--- Provided entries ---
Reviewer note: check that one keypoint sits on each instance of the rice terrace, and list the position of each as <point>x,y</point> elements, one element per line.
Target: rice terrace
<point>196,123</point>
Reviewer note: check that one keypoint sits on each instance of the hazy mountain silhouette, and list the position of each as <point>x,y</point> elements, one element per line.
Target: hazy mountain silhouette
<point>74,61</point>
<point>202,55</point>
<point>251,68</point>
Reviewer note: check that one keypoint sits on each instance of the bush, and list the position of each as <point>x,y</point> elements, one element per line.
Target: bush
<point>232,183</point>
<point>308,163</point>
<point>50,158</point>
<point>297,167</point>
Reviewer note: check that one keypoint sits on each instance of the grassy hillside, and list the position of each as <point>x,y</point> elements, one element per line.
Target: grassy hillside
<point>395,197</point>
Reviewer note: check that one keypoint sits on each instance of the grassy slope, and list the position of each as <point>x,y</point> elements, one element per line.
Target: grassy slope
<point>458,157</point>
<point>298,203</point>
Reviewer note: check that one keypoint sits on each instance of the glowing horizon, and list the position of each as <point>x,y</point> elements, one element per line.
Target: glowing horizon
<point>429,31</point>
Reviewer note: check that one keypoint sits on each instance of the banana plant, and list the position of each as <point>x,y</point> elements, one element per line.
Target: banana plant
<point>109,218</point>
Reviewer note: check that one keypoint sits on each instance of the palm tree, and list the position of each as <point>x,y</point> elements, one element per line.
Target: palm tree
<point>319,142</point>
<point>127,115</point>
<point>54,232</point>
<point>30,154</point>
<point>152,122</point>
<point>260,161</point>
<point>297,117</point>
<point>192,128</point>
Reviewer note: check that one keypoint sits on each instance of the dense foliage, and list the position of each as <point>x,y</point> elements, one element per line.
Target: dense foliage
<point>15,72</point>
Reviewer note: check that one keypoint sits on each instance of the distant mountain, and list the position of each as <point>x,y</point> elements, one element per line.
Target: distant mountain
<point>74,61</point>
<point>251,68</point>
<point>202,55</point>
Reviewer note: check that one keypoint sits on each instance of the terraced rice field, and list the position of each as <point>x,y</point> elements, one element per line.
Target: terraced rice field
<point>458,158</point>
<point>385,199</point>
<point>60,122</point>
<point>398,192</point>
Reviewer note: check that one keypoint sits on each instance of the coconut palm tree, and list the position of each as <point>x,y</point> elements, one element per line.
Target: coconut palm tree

--- What you have to do ---
Repeat, word for word, all of the data shown above.

--- Task output ---
Reviewer note: check that one keypoint sits on each instance of the rice terrace, and list the position of each as <point>x,y</point> elements, one element per line.
Target: rice terrace
<point>196,123</point>
Reviewer note: check that one keypoint sits on each instance of the hazy mountain silhouette, and list the position of each as <point>x,y</point> elements, one element per line.
Target: hazy mountain silhouette
<point>74,61</point>
<point>202,55</point>
<point>251,68</point>
Reviewer note: check that one keypoint sits on each instance of the bush, and list the position of each as <point>x,y</point> elements, one element per line.
Target: bush
<point>232,183</point>
<point>308,163</point>
<point>50,158</point>
<point>297,167</point>
Reviewer note: check that one keypoint sits on each instance of the grassy hillside, and list the position of each as <point>x,y</point> elements, one element per line.
Target: grassy hillside
<point>395,197</point>
Reviewer note: check that one keypoint sits on each instance of the grassy slope, and list the position of each as <point>x,y</point> elements, one element per line.
Target: grassy slope
<point>458,157</point>
<point>298,203</point>
Reviewer note: check that one keypoint sits on each instance of the glowing horizon, and list the position of each as <point>x,y</point> elements, one element per line.
Target: glowing horizon
<point>429,31</point>
Reviewer note: check that one keypoint sits on each instance of the banana plant, and list the position of each as <point>x,y</point> elements, one element per line.
Target: banana plant
<point>109,218</point>
Reviewer note: check that one keypoint sits on each instance of the palm tree, and list the position of each as <point>x,y</point> elements, one element per line.
Target: palm tree
<point>319,142</point>
<point>127,115</point>
<point>54,232</point>
<point>30,154</point>
<point>152,122</point>
<point>260,161</point>
<point>297,117</point>
<point>192,128</point>
Reviewer note: check that one keypoint sits on each instance of the dense foliage, and list the position of each as <point>x,y</point> elements, one element per line.
Target: dense foliage
<point>15,72</point>
Reviewer note: check that one keypoint sits on each instance of the distant mountain, and list the position of each as <point>x,y</point> elements, one element per line.
Target: distant mountain
<point>74,61</point>
<point>251,68</point>
<point>202,55</point>
Reviewer note: check that one keypoint sits on each instance of the terraced rice field, and list the position of each as <point>x,y</point> elements, one element per line.
Target: terraced rice field
<point>458,158</point>
<point>385,199</point>
<point>60,122</point>
<point>398,192</point>
Reviewer note: check that one keypoint sits on each instance of the coconut palm tree, and list the position of each as <point>x,y</point> elements, one element per line.
Target: coconut palm tree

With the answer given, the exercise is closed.